- _What this task involves_
Take the data that follows and return it exactly.

- _Records shown_
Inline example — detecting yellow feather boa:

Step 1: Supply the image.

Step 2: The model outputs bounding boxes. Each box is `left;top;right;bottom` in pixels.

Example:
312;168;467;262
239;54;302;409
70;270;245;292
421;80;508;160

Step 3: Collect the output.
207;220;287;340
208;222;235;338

- _Problem solution_
Inline example — detecting yellow feather boa:

Step 1: Supply the image.

Step 2: The model outputs bounding boxes. Each box is `left;top;right;bottom` in pixels.

Example:
312;168;467;262
239;54;302;409
70;270;245;292
421;80;508;160

Step 3: Collect the output.
207;220;287;340
208;222;235;338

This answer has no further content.